Reproduce the lines verbatim, from the first one through the line with "column 74, row 241", both included, and leave the pictures out of your answer.

* begin Entries supplied *

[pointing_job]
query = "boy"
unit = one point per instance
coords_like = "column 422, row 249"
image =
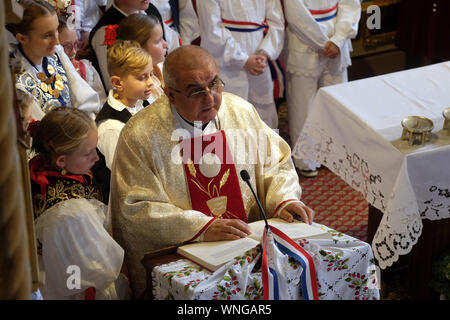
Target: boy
column 131, row 74
column 318, row 54
column 106, row 28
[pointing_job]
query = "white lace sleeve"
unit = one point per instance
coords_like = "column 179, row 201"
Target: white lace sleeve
column 74, row 241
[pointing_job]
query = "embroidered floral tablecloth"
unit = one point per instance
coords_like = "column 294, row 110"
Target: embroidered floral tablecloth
column 344, row 266
column 354, row 129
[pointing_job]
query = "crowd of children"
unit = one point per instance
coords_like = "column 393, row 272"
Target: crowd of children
column 91, row 66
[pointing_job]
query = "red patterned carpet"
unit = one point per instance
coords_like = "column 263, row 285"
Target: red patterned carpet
column 336, row 204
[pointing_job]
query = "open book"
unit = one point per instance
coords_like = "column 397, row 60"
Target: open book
column 213, row 255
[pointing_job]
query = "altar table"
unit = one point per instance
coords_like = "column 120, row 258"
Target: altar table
column 355, row 130
column 344, row 265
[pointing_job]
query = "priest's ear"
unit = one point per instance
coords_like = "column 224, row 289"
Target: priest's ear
column 116, row 83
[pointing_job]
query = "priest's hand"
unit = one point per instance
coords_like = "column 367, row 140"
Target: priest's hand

* end Entries supplied *

Answer for this exercise:
[pointing_job]
query = "boy"
unit = one point per instance
coords_like = "column 422, row 249"
image =
Target: boy
column 131, row 74
column 318, row 54
column 106, row 28
[pointing_job]
query = "white lace sleeve"
unit = one point per instance
coords_like = "column 179, row 201"
Target: white lace sleeve
column 74, row 241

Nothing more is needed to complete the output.